→ What to do
Print every record exactly as it appears. Leave the pictures out.

Information supplied Start Marker

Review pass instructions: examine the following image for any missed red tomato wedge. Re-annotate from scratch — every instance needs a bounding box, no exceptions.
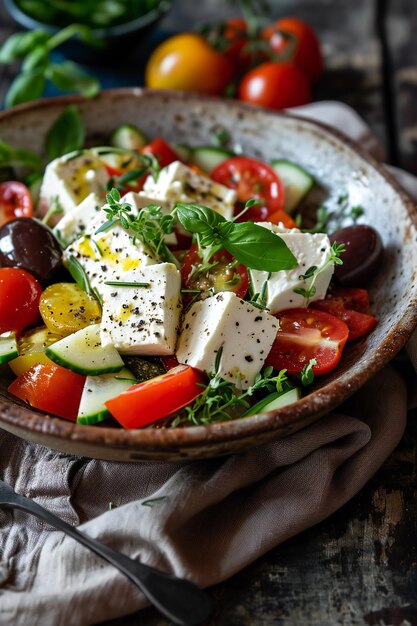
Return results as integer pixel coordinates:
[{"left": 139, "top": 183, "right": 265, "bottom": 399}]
[
  {"left": 211, "top": 156, "right": 285, "bottom": 221},
  {"left": 0, "top": 181, "right": 33, "bottom": 227},
  {"left": 310, "top": 287, "right": 377, "bottom": 341},
  {"left": 8, "top": 363, "right": 85, "bottom": 421},
  {"left": 142, "top": 138, "right": 180, "bottom": 168},
  {"left": 105, "top": 365, "right": 205, "bottom": 429},
  {"left": 0, "top": 267, "right": 42, "bottom": 335},
  {"left": 181, "top": 244, "right": 249, "bottom": 300},
  {"left": 265, "top": 308, "right": 349, "bottom": 376}
]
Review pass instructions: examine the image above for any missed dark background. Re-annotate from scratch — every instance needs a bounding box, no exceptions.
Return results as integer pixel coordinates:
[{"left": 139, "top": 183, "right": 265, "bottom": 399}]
[{"left": 1, "top": 1, "right": 417, "bottom": 624}]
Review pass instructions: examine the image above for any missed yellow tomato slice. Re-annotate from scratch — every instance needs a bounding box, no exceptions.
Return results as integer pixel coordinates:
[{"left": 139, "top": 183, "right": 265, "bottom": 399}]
[
  {"left": 39, "top": 283, "right": 101, "bottom": 335},
  {"left": 8, "top": 326, "right": 63, "bottom": 376}
]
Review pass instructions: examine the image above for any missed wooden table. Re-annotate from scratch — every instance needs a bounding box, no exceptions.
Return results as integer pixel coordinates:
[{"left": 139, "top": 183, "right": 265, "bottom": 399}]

Information supplied End Marker

→ Reply
Review pass instructions: examine the following image for any missed red tomato wedge. Re-annotate from scratch — every instance needs a bounding box, no exceptions.
Return results as integer pixel coordinates:
[{"left": 139, "top": 183, "right": 265, "bottom": 399}]
[
  {"left": 211, "top": 156, "right": 285, "bottom": 221},
  {"left": 0, "top": 181, "right": 33, "bottom": 227},
  {"left": 310, "top": 287, "right": 377, "bottom": 341},
  {"left": 8, "top": 363, "right": 85, "bottom": 421},
  {"left": 142, "top": 138, "right": 180, "bottom": 168},
  {"left": 105, "top": 365, "right": 205, "bottom": 429},
  {"left": 0, "top": 267, "right": 42, "bottom": 335},
  {"left": 181, "top": 244, "right": 249, "bottom": 300},
  {"left": 265, "top": 308, "right": 349, "bottom": 376}
]
Review pass instructions: examine the image above for any missed dark background. Re-annotate from scratch — every instance needs a bounding box, no exceptions.
Return results as integer pixel coordinates:
[{"left": 139, "top": 183, "right": 265, "bottom": 399}]
[{"left": 1, "top": 1, "right": 417, "bottom": 624}]
Review pass instructions: examine the image above for any missed yellow tomato slice. Re-annotate from scratch — every instance needs a bounding box, no exceptions.
Return results as integer pixel coordinates:
[{"left": 139, "top": 183, "right": 265, "bottom": 399}]
[
  {"left": 39, "top": 283, "right": 101, "bottom": 335},
  {"left": 8, "top": 326, "right": 63, "bottom": 376}
]
Review pass instructions: examine the image above for any missed wooden table. Re-annotate from scratch — every instance needs a bounding box, no exceptions.
Return results as integer pixel coordinates:
[{"left": 139, "top": 183, "right": 265, "bottom": 399}]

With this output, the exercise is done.